**DIRECTIVE**
The records that follow are to be repeated without alteration.

>> Begin

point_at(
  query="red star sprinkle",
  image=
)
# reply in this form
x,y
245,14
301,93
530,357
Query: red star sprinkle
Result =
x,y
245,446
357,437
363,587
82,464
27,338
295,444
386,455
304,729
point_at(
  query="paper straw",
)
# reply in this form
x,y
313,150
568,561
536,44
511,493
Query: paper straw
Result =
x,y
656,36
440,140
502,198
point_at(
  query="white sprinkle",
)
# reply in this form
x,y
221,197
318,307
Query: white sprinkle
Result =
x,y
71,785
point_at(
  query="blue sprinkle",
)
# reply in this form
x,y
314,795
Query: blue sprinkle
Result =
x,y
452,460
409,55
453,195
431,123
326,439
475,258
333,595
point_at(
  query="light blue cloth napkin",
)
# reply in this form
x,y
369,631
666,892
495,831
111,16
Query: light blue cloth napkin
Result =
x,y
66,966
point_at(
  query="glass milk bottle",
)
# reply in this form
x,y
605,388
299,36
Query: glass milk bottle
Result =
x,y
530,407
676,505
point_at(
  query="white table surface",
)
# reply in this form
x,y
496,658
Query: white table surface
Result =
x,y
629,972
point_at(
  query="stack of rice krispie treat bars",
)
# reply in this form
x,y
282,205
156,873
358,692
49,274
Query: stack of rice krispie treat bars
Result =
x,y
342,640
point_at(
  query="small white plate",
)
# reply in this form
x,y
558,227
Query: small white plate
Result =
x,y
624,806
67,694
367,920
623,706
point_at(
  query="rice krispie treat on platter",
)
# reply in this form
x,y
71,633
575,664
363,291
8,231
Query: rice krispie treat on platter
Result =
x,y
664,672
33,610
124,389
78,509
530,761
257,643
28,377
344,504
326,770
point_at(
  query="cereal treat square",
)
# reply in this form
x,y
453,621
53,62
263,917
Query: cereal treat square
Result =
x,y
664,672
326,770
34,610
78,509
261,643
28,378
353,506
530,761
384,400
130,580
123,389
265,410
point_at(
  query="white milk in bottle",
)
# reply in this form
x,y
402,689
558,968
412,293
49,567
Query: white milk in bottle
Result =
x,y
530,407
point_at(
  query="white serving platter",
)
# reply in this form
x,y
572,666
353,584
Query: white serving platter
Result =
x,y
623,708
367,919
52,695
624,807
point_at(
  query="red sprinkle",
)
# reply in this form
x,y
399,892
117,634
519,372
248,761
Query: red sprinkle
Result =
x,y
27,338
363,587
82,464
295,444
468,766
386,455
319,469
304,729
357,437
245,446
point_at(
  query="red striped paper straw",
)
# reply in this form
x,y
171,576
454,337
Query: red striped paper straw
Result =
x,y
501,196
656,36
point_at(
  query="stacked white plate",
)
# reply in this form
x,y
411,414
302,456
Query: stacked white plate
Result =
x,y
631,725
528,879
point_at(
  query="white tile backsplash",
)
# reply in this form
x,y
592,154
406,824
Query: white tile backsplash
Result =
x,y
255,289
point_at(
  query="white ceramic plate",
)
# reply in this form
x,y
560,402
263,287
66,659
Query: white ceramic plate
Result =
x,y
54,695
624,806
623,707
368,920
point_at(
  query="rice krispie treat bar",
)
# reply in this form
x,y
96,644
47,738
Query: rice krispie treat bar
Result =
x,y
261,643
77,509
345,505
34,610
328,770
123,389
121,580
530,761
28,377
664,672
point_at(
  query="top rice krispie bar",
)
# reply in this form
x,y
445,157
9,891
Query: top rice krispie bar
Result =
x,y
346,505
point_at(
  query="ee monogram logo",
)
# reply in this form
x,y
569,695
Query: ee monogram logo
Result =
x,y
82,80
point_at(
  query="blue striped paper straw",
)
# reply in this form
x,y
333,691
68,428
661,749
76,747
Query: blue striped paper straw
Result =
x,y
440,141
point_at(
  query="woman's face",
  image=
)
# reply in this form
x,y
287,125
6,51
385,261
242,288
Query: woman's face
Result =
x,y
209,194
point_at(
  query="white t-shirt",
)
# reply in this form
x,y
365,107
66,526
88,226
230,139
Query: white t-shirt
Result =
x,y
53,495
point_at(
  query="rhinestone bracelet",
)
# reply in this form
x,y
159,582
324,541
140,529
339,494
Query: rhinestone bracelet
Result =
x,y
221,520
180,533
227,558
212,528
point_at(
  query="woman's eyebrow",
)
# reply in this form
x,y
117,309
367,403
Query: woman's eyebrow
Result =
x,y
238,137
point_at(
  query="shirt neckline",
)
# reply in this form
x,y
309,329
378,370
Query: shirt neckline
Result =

>> End

**RESPONSE TO THE EXERCISE**
point_at(
  query="red star sprinkle",
  image=
)
# reply in this form
x,y
245,14
301,93
530,357
Query: red star sprinkle
Result =
x,y
245,446
357,437
363,587
82,464
27,338
295,444
386,455
304,729
point_at(
  query="paper straw",
)
# reply in this form
x,y
313,150
568,561
536,44
511,493
Query: paper straw
Result =
x,y
656,36
440,140
502,198
point_at(
  query="white sprinkle",
)
# reply in this form
x,y
221,197
318,307
Query: white sprinkle
Result =
x,y
71,785
point_at(
  query="blue sprinkle",
)
# reply in this form
x,y
314,795
Query: blue sprinkle
Result =
x,y
452,460
409,55
453,195
431,123
326,439
475,258
333,595
point_at(
  query="light blue cloth napkin",
)
# reply in this form
x,y
369,631
666,892
495,831
111,16
Query: light blue cloth napkin
Result =
x,y
66,966
point_at(
  query="glass milk bottle",
)
# reply in this form
x,y
605,388
299,36
Query: glass milk bottle
Result =
x,y
530,407
676,505
point_at(
  query="white table surface",
)
# reply in this form
x,y
496,658
Query: white table surface
Result =
x,y
629,972
point_at(
  query="stack of rice krispie treat bars",
)
# reply in this form
x,y
282,205
156,873
358,692
49,274
Query: stack of rice krispie treat bars
Result =
x,y
342,640
point_at(
  query="small white plate",
)
# reply in this form
x,y
558,227
Query: small white plate
Result =
x,y
624,806
67,694
367,920
623,706
point_at(
  query="rice krispie treat on platter",
)
# reply in this form
x,y
71,633
575,664
363,291
8,231
Query: rice krispie treat on platter
Result =
x,y
664,672
33,610
124,389
78,509
530,761
257,643
28,377
344,504
326,770
point_at(
  query="cereal treat square",
)
# reply in this form
x,y
453,621
53,62
263,917
Query: cereal treat square
Result =
x,y
664,672
326,770
34,610
78,509
261,643
28,378
353,506
530,761
384,400
130,580
123,389
265,410
point_at(
  query="white milk in bottle",
)
# reply in this form
x,y
402,689
558,968
412,293
49,567
Query: white milk in bottle
Result =
x,y
530,407
point_at(
  query="white serving platter",
)
# reply in this form
x,y
572,666
353,584
Query: white serving platter
Result =
x,y
623,708
367,919
52,695
624,807
point_at(
  query="red sprinkle",
)
# reply in this form
x,y
399,892
117,634
519,372
248,761
Query: red sprinkle
Result =
x,y
27,338
363,587
82,464
295,444
468,766
386,455
319,469
304,729
357,437
245,446
point_at(
  query="red striped paper straw",
)
# reply in this form
x,y
171,576
454,337
Query: red striped paper straw
Result =
x,y
501,196
656,36
point_at(
  query="stacked white plate",
)
# reply in this form
x,y
411,414
302,456
Query: stacked white plate
Result =
x,y
631,725
528,879
point_at(
  query="white tile backsplash",
)
# reply in this form
x,y
592,154
406,824
Query: white tile backsplash
Result =
x,y
255,289
point_at(
  query="white ceramic plate",
)
# reply in this form
x,y
560,402
263,287
66,659
Query: white ceramic plate
Result =
x,y
54,695
624,806
623,707
368,920
point_at(
  query="rice krispie treat bar",
)
# reply in this form
x,y
96,644
47,738
Query: rice krispie treat bar
Result =
x,y
261,643
77,509
345,505
34,610
328,770
123,389
121,580
530,761
28,377
664,672
point_at(
  query="top rice krispie bar",
)
# reply in this form
x,y
445,157
9,891
Query: top rice krispie bar
Result =
x,y
346,505
point_at(
  query="ee monogram logo",
)
# reply in this form
x,y
569,695
Query: ee monogram logo
Result =
x,y
82,80
point_at(
  query="blue striped paper straw",
)
# reply in this form
x,y
333,691
68,428
661,749
76,747
Query: blue striped paper straw
Result =
x,y
440,141
point_at(
  query="woman's face",
  image=
)
# reply in this form
x,y
287,125
6,51
385,261
242,288
Query: woman's face
Result =
x,y
209,194
point_at(
  query="white t-shirt",
)
# reply in this form
x,y
365,107
66,526
88,226
230,139
Query: white t-shirt
Result =
x,y
53,495
point_at(
  query="rhinestone bracelet",
)
# reply in this form
x,y
159,582
324,541
140,529
339,494
Query: rhinestone bracelet
Result =
x,y
221,520
180,533
227,558
212,528
point_at(
  query="woman's eyebrow",
)
# reply in this form
x,y
117,309
367,403
Query: woman's eyebrow
Result =
x,y
238,137
point_at(
  query="shirt neckline",
)
# reply in this form
x,y
309,329
378,370
Query: shirt neckline
Result =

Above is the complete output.